Second term used by Jesus four times as he emphasized the reality of his Body and Blood in the Eucharist is the word trogein which in Greek means “to munch” or “bite”; the other Greek word for the verb to eat is phragein which evokes many symbolic meanings like “digesting” a book or “assimilating” the culture. Again, when Jesus said we have to eat his flesh and drink his blood, he truly meant himself as a true food and true drink to nourish and sustain us in this life and hereafter.
There lies the beauty of this mystery of the Eucharist: Jesus himself is the one we receive, who comes to us personally, physically to be one with us in our very selves. We do not have to wait for death and be in heaven to experience fullness of life in Christ because he comes truly to us while in this life when we receive him in the Holy Communion.
St. Paul reminds us in the second reading with his rhetorical questions, “The cup of blessing that we bless, is it not a participation in the blood of Christ? The bread that we break: is it not a participation in the body of Christ?” (1 Cor. 10:16) of this reality of Christ’s presence in us and among us. He was not waiting for answers of yes or no but posed those questions to affirm the very truth we all know that Jesus is really present in us and among us especially when we are broken like the Israelites in the first reading. This is where the mystery deepens, becomes more real and more fascinating. Jesus the Son of God emptying himself to be like us in everything except sin so that we may become like him, holy and divine.
This I have learned in my two years of being a chaplain in the hospital. Admittedly, it is difficult especially for me as I could easily be carried away by emotions in seeing the sick and suffering while at the same time, can often have my stomach overturned by sights of blood and wounds of others. But, there is always that indescribable feelings of joy and fulfillment after visiting and anointing our sick patients.

# [Activities]
• a. According to the homily excerpt, what does the Greek word trogein mean?
• b. Rewrite the homily excerpt's passage between "There lies the" and "the Holy Communion.", inclusive, changing "Holy Communion" to "Blessed Sacrament".
The data after this point is separate material, unconnected to the homily excerpt.

# [Record extracts]

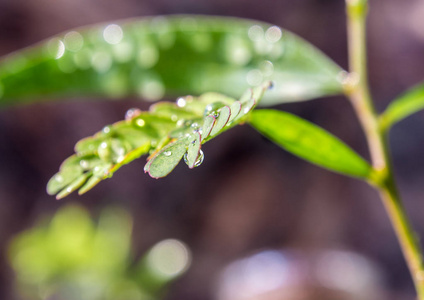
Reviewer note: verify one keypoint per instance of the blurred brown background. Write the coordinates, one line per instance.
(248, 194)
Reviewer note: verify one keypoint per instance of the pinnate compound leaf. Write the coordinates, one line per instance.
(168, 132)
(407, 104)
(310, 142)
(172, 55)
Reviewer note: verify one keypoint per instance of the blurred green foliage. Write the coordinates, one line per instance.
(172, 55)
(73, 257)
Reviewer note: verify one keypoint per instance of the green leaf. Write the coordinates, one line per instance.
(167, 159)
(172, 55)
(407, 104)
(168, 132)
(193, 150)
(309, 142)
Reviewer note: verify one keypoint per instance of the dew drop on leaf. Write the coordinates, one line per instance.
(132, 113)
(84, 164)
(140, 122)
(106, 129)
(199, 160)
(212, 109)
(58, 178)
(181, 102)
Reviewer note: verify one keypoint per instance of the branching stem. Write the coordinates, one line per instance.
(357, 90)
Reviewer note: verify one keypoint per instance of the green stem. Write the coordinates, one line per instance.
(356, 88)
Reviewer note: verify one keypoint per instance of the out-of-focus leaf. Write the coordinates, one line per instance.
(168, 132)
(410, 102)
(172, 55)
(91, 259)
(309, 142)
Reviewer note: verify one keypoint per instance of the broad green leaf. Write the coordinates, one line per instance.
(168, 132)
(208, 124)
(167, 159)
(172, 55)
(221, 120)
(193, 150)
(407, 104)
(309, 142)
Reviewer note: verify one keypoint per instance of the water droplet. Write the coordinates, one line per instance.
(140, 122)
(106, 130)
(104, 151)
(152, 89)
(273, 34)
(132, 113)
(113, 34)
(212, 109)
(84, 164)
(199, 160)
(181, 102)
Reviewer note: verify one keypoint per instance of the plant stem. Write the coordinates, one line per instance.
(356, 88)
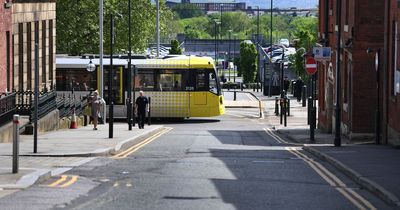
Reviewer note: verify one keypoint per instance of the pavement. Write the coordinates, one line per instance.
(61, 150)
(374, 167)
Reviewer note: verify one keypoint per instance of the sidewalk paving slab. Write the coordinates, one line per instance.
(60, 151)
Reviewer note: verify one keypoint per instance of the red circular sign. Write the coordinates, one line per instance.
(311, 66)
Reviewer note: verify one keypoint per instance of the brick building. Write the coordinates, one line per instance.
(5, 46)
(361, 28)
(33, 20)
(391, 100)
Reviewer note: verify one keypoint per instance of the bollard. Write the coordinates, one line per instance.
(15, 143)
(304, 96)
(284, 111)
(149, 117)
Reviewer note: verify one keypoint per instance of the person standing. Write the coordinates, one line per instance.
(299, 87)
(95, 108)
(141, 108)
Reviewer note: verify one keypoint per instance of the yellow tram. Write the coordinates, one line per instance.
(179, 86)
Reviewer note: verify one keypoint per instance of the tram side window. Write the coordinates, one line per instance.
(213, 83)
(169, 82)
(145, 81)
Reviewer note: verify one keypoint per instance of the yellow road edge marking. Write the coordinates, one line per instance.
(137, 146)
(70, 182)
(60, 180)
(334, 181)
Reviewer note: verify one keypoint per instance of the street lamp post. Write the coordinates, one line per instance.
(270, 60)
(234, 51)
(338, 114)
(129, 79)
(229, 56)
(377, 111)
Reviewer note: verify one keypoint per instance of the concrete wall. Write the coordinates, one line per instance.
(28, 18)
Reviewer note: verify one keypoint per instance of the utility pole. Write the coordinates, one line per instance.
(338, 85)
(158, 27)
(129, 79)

==

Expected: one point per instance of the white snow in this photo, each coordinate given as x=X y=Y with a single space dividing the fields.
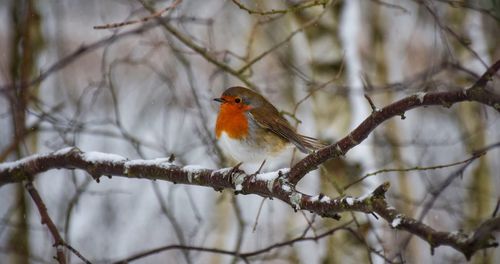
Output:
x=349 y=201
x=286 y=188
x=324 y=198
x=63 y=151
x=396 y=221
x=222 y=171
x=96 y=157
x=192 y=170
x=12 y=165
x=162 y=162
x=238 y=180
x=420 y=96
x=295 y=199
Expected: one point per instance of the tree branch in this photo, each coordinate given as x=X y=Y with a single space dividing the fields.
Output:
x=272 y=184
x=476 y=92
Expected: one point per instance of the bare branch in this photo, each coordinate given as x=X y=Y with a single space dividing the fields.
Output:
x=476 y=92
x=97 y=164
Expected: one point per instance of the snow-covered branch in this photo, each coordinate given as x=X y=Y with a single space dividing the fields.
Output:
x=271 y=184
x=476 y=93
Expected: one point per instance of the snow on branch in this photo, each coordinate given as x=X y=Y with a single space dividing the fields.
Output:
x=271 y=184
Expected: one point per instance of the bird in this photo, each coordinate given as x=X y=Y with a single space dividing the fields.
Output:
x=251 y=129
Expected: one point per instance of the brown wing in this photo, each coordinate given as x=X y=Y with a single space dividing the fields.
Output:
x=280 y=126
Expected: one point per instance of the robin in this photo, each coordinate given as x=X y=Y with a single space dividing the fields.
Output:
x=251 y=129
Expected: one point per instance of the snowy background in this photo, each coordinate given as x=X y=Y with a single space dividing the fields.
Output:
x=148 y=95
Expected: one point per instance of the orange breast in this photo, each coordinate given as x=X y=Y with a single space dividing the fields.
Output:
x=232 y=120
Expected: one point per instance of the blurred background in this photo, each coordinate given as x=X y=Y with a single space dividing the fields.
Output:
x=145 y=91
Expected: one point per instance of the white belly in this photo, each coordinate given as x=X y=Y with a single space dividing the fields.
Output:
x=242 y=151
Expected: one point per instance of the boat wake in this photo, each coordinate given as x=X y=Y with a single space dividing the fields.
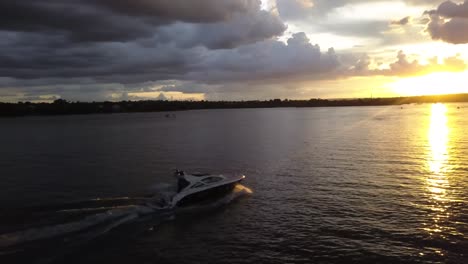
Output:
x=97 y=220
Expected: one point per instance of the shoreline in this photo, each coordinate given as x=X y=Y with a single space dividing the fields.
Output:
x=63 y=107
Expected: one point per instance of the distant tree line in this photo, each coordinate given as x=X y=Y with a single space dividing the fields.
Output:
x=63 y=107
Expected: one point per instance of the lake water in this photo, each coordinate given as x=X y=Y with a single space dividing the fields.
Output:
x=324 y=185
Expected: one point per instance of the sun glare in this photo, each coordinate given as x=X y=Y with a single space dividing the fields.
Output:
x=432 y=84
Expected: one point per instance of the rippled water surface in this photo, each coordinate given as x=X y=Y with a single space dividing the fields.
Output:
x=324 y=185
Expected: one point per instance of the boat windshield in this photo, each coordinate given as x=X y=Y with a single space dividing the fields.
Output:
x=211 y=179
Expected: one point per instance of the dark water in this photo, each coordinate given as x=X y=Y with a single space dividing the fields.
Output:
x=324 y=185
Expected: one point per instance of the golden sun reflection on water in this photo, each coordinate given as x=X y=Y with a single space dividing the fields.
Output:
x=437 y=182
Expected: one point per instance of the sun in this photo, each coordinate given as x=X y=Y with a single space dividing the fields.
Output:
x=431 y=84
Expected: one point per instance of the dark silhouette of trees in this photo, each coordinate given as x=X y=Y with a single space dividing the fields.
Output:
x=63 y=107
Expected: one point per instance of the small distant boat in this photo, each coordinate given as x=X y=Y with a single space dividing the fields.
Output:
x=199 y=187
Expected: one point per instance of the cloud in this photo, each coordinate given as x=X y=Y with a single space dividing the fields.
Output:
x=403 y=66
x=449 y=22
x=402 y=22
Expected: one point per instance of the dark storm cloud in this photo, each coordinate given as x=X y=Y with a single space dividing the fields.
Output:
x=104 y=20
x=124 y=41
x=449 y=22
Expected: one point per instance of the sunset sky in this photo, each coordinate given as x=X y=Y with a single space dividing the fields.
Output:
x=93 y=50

* * *

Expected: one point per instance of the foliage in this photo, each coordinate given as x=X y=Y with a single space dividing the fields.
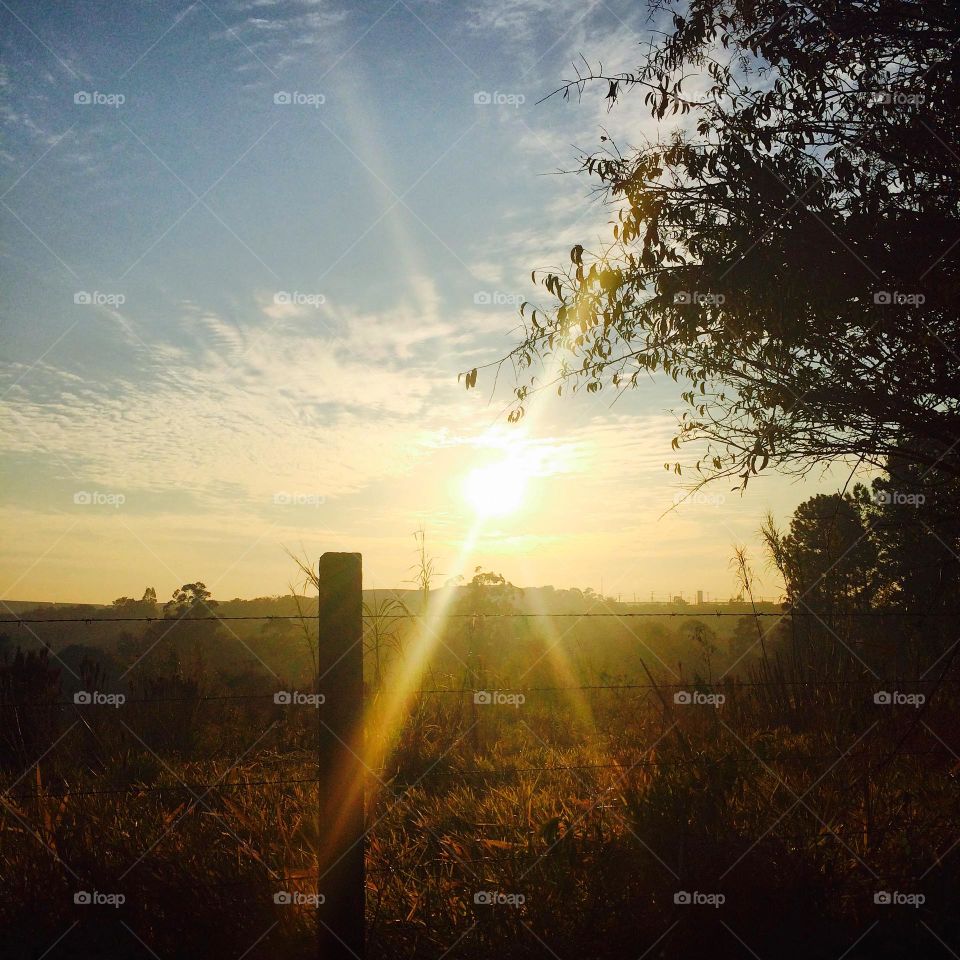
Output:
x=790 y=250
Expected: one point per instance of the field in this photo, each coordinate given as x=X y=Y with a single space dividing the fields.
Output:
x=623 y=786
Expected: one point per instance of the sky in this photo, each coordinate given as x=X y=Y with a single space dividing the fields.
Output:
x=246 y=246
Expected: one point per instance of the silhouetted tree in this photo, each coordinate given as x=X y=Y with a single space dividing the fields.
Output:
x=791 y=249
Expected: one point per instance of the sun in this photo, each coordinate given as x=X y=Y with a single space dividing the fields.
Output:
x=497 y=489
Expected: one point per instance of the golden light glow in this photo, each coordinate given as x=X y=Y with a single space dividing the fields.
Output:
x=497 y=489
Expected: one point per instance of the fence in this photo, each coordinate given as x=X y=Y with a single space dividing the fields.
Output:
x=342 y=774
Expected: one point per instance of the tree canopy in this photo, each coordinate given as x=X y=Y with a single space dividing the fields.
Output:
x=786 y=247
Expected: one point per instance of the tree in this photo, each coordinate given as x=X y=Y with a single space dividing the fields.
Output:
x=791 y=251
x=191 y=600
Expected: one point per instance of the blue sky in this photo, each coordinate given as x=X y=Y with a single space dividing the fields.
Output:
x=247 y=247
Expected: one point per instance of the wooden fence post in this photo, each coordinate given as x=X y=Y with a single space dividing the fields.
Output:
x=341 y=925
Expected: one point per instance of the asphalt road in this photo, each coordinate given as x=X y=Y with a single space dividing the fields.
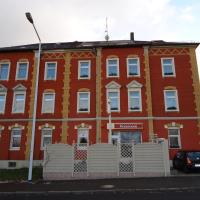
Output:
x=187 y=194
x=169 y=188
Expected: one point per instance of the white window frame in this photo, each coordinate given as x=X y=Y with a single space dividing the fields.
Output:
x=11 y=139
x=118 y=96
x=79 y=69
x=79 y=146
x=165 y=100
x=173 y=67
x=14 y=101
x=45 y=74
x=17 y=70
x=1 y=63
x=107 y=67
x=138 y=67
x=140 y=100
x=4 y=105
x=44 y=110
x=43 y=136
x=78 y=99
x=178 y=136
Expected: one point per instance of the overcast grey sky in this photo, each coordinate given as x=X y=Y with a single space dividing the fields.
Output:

# [Solutions]
• a. It means "to munch" or "bite."

• b.
There lies the beauty of this mystery of the Eucharist: Jesus himself is the one we receive, who comes to us personally, physically to be one with us in our very selves. We do not have to wait for death and be in heaven to experience fullness of life in Christ because he comes truly to us while in this life when we receive him in the Blessed Sacrament.